Problem details
Please write out all of the entries exactly as they appear.

Listed entries
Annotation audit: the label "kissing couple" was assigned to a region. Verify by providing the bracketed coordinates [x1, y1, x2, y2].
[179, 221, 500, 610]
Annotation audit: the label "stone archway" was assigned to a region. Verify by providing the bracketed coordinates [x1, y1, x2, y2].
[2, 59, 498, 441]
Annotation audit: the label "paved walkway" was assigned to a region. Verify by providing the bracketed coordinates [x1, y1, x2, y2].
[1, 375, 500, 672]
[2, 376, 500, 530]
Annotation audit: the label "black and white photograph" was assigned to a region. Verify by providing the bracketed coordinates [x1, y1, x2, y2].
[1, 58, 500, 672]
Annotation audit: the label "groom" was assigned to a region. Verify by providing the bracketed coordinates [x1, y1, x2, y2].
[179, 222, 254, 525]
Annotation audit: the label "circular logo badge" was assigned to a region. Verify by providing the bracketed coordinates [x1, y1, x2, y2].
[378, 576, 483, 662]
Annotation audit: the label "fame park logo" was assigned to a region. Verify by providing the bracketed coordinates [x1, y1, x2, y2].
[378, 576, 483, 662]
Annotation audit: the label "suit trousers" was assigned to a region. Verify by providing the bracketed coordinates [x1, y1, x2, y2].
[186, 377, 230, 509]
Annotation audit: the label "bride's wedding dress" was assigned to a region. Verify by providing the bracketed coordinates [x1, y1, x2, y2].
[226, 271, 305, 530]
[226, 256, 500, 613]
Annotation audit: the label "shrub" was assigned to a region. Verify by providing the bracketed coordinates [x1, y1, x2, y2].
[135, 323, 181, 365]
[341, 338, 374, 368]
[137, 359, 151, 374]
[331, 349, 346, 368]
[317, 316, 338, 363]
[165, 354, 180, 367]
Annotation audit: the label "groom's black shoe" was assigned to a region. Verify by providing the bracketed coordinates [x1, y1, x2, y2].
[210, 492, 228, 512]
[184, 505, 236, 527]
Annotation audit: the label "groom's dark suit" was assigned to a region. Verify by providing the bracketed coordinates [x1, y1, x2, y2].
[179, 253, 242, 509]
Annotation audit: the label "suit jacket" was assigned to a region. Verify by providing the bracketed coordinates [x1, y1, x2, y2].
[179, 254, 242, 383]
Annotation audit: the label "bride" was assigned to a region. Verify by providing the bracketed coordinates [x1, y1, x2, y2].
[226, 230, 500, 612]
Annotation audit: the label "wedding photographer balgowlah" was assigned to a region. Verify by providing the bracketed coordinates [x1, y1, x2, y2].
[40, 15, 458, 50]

Response area
Annotation audit: the label "kissing couple" was assigned to a region. Verify by providing the bracketed coordinates [x1, y1, x2, y2].
[179, 221, 500, 610]
Annotation audit: the label "stone archway" was assigned to a region. Verify by providing the bracketed coordinates [x1, y1, x2, y2].
[2, 59, 498, 441]
Annotation audit: the label "paved walkway" was assigned to a region. Verify by providing the bracketed coordinates [x1, y1, x2, y2].
[1, 375, 500, 672]
[2, 376, 500, 530]
Annotation audit: the label "black and white photograph" was assigned to a region. Verify by providing the bracketed coordinates [x1, y1, x2, y2].
[1, 58, 500, 672]
Annotation audit: the label "groom" was assigned to a region. Verify by providing the bracketed coordinates [x1, y1, x2, y2].
[179, 222, 254, 525]
Annotation audit: the label "circular logo badge" was assigned to a region. Verify by providing the bracketed coordinates [x1, y1, x2, y2].
[378, 576, 483, 662]
Annotation audit: the label "fame park logo" was assigned to a region. Verify by providing the bracketed coordinates [x1, y1, x2, y2].
[378, 576, 483, 662]
Annotation audit: the label "suit trousers" was assigned to a region. Verify by providing the bracketed coordinates [x1, y1, x2, y2].
[186, 377, 230, 509]
Annotation audit: the label "bride's wedding dress" was assigned to a region. Verify by providing the bracketed coordinates [x1, y1, x2, y2].
[226, 271, 305, 530]
[226, 256, 500, 613]
Annotation audit: the label "shrub" was assigned to a region. Verify by providing the bracketed coordinates [x1, y1, x2, y2].
[135, 323, 181, 365]
[341, 338, 374, 368]
[137, 359, 151, 374]
[331, 349, 346, 368]
[317, 316, 338, 363]
[165, 354, 180, 367]
Annotation audit: the label "groom's black shoe" was assigned to a region. Verify by providing the bracketed coordinates [x1, y1, x2, y2].
[210, 492, 228, 512]
[184, 505, 236, 527]
Annotation audit: the label "groom's dark suit" was assigned to a region. Verify by providing the bracketed coordinates [x1, y1, x2, y2].
[179, 253, 242, 509]
Annotation audit: the label "suit jacket" was assigned to a region. Verify by providing the bracketed coordinates [x1, y1, x2, y2].
[179, 254, 242, 383]
Annotation audit: the label "bride" was assigned to a region. Verify by providing the bracketed coordinates [x1, y1, x2, y2].
[226, 230, 500, 612]
Annotation audit: the label "wedding photographer balgowlah" was assigned to a region. Verify by providing the bracketed coordinates [x1, y1, x2, y2].
[40, 15, 458, 50]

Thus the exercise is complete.